*** Data for review ***

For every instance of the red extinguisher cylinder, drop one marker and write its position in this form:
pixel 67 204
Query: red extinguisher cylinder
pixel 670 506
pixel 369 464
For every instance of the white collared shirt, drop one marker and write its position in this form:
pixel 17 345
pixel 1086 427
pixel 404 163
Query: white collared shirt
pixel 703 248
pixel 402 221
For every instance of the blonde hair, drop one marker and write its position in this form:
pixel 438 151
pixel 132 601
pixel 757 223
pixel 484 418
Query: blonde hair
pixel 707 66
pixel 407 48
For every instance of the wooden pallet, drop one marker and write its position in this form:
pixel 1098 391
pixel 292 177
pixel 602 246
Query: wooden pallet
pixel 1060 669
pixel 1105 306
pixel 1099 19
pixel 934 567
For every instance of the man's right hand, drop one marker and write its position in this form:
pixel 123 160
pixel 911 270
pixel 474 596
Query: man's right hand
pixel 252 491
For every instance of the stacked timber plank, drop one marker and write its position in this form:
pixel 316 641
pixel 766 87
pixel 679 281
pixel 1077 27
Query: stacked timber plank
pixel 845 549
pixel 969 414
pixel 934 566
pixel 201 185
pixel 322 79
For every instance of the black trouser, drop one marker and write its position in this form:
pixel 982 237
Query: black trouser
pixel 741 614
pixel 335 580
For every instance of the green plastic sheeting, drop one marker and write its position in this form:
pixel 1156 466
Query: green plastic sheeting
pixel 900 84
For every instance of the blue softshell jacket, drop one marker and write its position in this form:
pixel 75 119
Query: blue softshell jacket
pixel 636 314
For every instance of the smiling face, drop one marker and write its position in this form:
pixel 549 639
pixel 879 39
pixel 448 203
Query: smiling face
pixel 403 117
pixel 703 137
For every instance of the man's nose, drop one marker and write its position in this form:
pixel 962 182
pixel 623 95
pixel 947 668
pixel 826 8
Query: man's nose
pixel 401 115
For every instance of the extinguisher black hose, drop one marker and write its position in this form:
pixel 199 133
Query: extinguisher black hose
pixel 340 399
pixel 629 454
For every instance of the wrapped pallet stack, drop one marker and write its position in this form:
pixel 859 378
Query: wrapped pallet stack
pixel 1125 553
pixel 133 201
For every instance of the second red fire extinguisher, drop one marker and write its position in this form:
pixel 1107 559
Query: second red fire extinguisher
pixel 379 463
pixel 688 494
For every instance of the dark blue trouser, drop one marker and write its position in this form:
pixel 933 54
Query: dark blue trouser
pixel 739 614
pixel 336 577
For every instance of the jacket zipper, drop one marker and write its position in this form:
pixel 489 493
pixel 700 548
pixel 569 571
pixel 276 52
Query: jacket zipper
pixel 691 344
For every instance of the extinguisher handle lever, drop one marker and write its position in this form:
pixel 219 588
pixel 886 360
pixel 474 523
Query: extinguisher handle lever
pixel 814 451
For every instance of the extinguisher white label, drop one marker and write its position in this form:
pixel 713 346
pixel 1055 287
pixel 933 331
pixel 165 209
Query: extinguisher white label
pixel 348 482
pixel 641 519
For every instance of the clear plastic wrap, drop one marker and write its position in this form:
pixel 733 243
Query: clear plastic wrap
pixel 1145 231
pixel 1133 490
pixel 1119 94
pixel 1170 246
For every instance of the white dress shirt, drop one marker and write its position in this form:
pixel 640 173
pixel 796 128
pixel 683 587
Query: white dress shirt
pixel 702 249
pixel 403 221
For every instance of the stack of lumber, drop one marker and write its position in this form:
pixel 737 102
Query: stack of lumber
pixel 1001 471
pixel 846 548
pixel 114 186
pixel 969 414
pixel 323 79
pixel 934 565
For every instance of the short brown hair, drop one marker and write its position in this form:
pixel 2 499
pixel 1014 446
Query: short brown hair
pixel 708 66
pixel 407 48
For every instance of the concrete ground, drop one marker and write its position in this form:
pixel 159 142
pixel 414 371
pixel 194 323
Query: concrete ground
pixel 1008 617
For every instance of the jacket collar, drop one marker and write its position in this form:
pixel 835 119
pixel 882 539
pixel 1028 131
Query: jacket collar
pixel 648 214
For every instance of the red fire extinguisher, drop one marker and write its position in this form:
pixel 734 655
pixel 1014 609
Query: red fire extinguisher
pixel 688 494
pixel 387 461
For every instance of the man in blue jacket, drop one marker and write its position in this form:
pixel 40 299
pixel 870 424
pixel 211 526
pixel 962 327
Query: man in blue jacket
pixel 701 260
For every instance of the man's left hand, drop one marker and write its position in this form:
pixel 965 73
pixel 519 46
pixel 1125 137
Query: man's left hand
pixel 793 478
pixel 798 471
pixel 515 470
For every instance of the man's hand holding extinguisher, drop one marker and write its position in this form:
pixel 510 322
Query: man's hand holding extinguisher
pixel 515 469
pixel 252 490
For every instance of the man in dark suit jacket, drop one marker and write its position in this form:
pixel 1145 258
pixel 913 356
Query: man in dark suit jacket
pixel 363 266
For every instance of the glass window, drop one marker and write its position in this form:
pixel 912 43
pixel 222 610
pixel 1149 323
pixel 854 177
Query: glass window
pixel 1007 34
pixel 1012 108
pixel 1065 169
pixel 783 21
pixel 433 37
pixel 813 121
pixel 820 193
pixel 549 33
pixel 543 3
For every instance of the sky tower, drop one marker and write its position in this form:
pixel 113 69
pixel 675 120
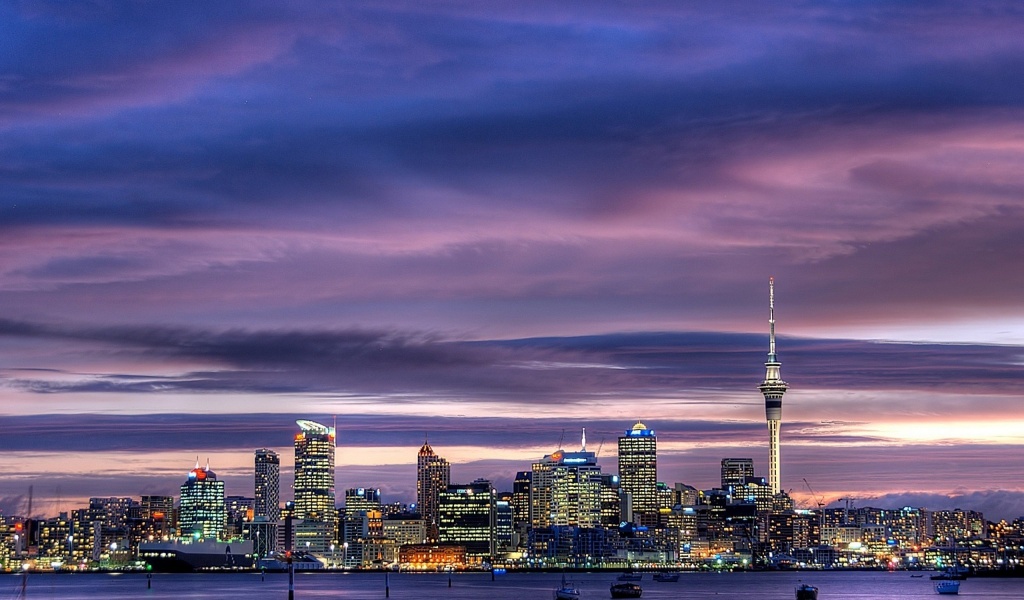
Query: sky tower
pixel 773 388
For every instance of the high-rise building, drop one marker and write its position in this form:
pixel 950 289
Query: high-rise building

***

> _Exercise brief_: Restate the entries word for word, though any image they contain should not appear.

> _Written answer_:
For every instance of the red extinguisher cylinder, drop one marker and write its position in this form:
pixel 67 204
Query: red extinguisher cylinder
pixel 670 506
pixel 369 464
For every instance of the white collared shirt, drop one marker and write its position in this form:
pixel 17 345
pixel 1086 427
pixel 404 163
Query: white collared shirt
pixel 703 248
pixel 402 221
For every instance of the blonde hair, drop one marker and write its position in this form:
pixel 438 151
pixel 132 601
pixel 757 223
pixel 484 418
Query: blonde hair
pixel 707 66
pixel 407 48
For every instance of the wooden pallet, drop one marker and write its position in this form:
pixel 1098 391
pixel 292 177
pixel 602 246
Query: wooden pallet
pixel 1060 669
pixel 1105 306
pixel 1099 19
pixel 934 567
For every instance of the man's right hand, drop one marker and write its position in this form:
pixel 123 160
pixel 911 270
pixel 474 596
Query: man's right hand
pixel 252 491
For every instance of the stacked timber plank, drop one marker and write its position in this form:
pixel 316 641
pixel 766 87
pixel 679 281
pixel 1077 27
Query: stacked timber plank
pixel 845 549
pixel 969 414
pixel 934 566
pixel 201 185
pixel 322 79
For every instance of the black trouser, drop one marker and write its position in this form:
pixel 982 237
Query: black trouser
pixel 741 614
pixel 335 580
For every instance of the green plastic sheeting, drop one marker and write its position in this form:
pixel 1156 466
Query: green plastic sheeting
pixel 900 84
For every instance of the blue softshell jacket, drop one marker and write its position in this form:
pixel 75 119
Query: blue softshell jacket
pixel 636 314
For every instance of the smiling face, drop one marker and write its position in this form:
pixel 549 639
pixel 879 39
pixel 448 203
Query: smiling face
pixel 403 117
pixel 703 137
For every instance of the man's nose, drop one marker and write its position in this form:
pixel 962 182
pixel 623 95
pixel 947 668
pixel 826 8
Query: man's nose
pixel 401 115
For every instance of the extinguisher black hose, drop one marker and write its position in this form:
pixel 199 133
Query: extinguisher black hose
pixel 340 399
pixel 629 454
For every instance of the wrapped pallet stack, drop one marker and write its position in this form:
pixel 859 378
Query: wrapped pallet stack
pixel 1125 553
pixel 133 201
For every instance of the second red fire extinguisher, drop one marker and write its position in this form:
pixel 1107 559
Query: second red fire extinguisher
pixel 379 463
pixel 688 494
For every instance of the dark blue trouser, drop one marker and write its position in this form:
pixel 933 54
Query: dark blue trouser
pixel 739 614
pixel 336 577
For every instance of the jacket zipper, drop one marker and write its position in this form:
pixel 489 493
pixel 700 548
pixel 569 571
pixel 276 52
Query: jacket zipper
pixel 691 344
For every instance of the extinguisher handle lever, drop one marker and write its position in this form:
pixel 219 588
pixel 886 360
pixel 474 523
Query: extinguisher handle lever
pixel 814 451
For every instance of the extinguisher white label, drop one marker and write its position in this form:
pixel 713 346
pixel 1055 287
pixel 933 331
pixel 165 209
Query: extinguisher white label
pixel 348 482
pixel 641 519
For every instance of the clear plastic wrap, drop one marker and write its position in this form:
pixel 733 243
Query: clear plastic wrap
pixel 1145 231
pixel 1133 490
pixel 1119 94
pixel 1170 246
For every instance of the white dress shirt, drop one marker and write its position in this form:
pixel 640 173
pixel 796 128
pixel 683 587
Query: white dress shirt
pixel 702 249
pixel 403 221
For every instance of the stack of lumber, drop one marker and write its position in this form:
pixel 737 102
Query: stack of lumber
pixel 1001 471
pixel 846 548
pixel 114 186
pixel 969 414
pixel 323 79
pixel 934 565
For every instance of the short brown hair, drop one marker and write its position in this form:
pixel 2 499
pixel 1014 446
Query: short brown hair
pixel 708 66
pixel 407 48
For every instance of the concrete ground, drop one marker and write its position in this form:
pixel 159 142
pixel 414 371
pixel 194 323
Query: concrete ground
pixel 1008 617
For every instance of the jacket collar, drop one marker and write its position in this form:
pixel 835 119
pixel 882 539
pixel 1028 131
Query: jacket collar
pixel 648 214
For every instance of the red fire extinguisher, drop one marker and write its position in this form:
pixel 734 655
pixel 1014 609
Query: red fire extinguisher
pixel 688 494
pixel 387 461
For every instance of the man in blue jacket, drop one marker and write its position in this form:
pixel 40 299
pixel 870 424
pixel 211 526
pixel 962 327
Query: man in blue jacket
pixel 701 260
For every instance of the man's left hand, drop one marker and write its position in this form:
pixel 965 73
pixel 519 46
pixel 1125 137
Query: man's left hand
pixel 793 478
pixel 798 471
pixel 515 470
For every instance of the man's hand holding extinguisher, drop one marker and write its position in this form:
pixel 510 322
Query: man's hand holding extinguisher
pixel 515 469
pixel 252 490
For every instance of the man in dark suit jacket, drop one marker and write its position in this form:
pixel 1145 258
pixel 913 356
Query: man in dark suit jacket
pixel 363 266
For every instance of the glass window, drop one marker and write its position in this form:
pixel 912 43
pixel 222 610
pixel 1149 323
pixel 854 177
Query: glass window
pixel 1007 34
pixel 1012 108
pixel 1065 169
pixel 783 21
pixel 433 37
pixel 813 121
pixel 820 193
pixel 549 33
pixel 543 3
For every instance of the sky tower, drop one marker and write its position in this form:
pixel 113 69
pixel 675 120
Query: sky tower
pixel 773 388
For every instance of the high-rise building, drop one marker and write its position in this form:
pixel 950 289
Query: high-rise building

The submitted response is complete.